**SOURCE DATA:**
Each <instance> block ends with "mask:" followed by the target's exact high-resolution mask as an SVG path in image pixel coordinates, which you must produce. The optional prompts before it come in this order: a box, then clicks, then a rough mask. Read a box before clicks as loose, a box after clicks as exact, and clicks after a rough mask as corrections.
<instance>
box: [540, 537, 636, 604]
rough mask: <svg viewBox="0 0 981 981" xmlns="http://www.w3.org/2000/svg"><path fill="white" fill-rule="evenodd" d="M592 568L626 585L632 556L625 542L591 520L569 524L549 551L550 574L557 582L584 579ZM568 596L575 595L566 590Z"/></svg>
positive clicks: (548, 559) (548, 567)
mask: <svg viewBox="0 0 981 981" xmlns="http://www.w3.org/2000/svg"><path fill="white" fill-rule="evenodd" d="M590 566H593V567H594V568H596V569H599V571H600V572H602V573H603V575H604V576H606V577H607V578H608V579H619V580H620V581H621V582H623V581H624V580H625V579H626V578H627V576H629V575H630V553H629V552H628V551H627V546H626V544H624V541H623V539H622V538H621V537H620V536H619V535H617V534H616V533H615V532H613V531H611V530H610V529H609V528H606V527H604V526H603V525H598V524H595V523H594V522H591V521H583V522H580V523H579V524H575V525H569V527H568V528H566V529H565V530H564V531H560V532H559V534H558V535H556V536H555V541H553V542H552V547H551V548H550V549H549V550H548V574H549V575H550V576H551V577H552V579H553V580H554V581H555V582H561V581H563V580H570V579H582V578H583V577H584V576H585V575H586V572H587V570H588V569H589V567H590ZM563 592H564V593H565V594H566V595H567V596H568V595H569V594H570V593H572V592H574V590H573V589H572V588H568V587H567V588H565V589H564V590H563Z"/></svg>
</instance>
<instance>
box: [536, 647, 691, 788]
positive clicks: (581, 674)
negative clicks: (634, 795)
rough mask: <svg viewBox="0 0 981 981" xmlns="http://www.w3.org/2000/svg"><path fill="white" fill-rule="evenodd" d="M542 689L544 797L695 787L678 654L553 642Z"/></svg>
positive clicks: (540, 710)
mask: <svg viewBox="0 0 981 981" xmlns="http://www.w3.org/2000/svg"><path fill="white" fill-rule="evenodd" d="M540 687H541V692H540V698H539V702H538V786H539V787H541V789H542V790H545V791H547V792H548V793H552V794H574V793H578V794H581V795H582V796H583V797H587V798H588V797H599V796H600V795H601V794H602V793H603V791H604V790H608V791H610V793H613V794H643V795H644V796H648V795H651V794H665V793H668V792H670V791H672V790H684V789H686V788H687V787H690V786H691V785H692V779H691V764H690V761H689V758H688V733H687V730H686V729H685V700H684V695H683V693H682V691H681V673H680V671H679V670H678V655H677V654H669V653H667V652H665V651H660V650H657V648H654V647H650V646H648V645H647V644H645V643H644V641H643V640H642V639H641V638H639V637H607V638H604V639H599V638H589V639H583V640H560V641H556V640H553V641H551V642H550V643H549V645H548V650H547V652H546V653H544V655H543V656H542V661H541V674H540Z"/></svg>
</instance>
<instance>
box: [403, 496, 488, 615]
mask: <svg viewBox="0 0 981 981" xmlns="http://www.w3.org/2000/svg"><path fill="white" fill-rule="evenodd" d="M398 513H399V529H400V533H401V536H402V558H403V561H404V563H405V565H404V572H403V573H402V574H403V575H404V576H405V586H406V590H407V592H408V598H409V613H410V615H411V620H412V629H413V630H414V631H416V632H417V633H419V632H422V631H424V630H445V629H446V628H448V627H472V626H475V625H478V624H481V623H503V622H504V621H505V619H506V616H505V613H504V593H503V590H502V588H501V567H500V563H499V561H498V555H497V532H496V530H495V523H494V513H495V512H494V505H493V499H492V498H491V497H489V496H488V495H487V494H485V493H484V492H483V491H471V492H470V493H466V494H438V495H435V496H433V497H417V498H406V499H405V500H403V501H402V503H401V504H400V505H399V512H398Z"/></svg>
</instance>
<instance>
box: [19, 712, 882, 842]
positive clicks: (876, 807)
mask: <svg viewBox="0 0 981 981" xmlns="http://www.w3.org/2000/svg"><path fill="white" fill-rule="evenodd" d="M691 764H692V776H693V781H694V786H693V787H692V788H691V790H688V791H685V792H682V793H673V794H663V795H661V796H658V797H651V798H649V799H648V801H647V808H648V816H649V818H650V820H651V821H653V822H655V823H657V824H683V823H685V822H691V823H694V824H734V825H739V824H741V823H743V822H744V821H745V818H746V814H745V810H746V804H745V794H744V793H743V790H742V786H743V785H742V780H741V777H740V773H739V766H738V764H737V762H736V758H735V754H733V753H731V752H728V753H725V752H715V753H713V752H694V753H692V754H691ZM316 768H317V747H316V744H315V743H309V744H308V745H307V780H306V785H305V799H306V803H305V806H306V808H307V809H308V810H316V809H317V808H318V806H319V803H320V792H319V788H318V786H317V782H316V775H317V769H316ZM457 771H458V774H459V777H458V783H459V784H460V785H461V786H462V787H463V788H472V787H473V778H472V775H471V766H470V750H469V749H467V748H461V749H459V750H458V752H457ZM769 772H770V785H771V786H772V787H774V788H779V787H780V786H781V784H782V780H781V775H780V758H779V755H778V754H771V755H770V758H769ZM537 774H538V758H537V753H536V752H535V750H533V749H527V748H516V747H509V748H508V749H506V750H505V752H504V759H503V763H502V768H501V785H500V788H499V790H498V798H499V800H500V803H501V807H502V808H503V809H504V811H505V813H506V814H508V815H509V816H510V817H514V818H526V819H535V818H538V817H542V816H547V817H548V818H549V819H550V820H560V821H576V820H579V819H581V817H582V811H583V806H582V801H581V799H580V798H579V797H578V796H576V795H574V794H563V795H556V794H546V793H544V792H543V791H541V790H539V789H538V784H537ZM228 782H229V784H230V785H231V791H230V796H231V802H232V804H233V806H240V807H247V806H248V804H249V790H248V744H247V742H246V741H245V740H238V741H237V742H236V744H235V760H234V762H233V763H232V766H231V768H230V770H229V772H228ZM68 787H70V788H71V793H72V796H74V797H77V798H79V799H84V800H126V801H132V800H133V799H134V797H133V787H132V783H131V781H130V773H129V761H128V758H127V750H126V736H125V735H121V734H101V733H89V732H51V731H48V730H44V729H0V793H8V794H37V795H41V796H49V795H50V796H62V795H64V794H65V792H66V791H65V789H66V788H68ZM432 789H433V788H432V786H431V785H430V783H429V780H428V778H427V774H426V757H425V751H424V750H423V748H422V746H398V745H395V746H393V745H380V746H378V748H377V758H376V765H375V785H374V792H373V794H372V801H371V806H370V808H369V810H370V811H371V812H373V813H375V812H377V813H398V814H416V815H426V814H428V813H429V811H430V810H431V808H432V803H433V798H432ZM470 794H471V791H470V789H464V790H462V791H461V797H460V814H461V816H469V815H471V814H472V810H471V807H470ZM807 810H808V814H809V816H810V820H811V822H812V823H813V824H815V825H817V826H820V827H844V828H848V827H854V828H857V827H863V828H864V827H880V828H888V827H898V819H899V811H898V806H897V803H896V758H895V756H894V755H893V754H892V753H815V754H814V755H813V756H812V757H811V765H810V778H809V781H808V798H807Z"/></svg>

**EXERCISE REQUIREMENTS:** Render the stretch from the start of the records through the line containing "positive clicks: (548, 559) (548, 567)" as a Markdown table with columns Line and Content, one numbered row per line and blank lines skipped.

**TASK RESPONSE:**
| Line | Content |
|---|---|
| 1 | Each <instance> block ends with "mask:" followed by the target's exact high-resolution mask as an SVG path in image pixel coordinates, which you must produce. The optional prompts before it come in this order: a box, then clicks, then a rough mask. Read a box before clicks as loose, a box after clicks as exact, and clicks after a rough mask as corrections. |
| 2 | <instance> |
| 3 | box: [540, 537, 636, 604] |
| 4 | rough mask: <svg viewBox="0 0 981 981" xmlns="http://www.w3.org/2000/svg"><path fill="white" fill-rule="evenodd" d="M592 568L626 585L632 556L625 542L591 520L569 524L549 551L550 574L557 582L584 579ZM568 596L575 595L566 590Z"/></svg> |
| 5 | positive clicks: (548, 559) (548, 567) |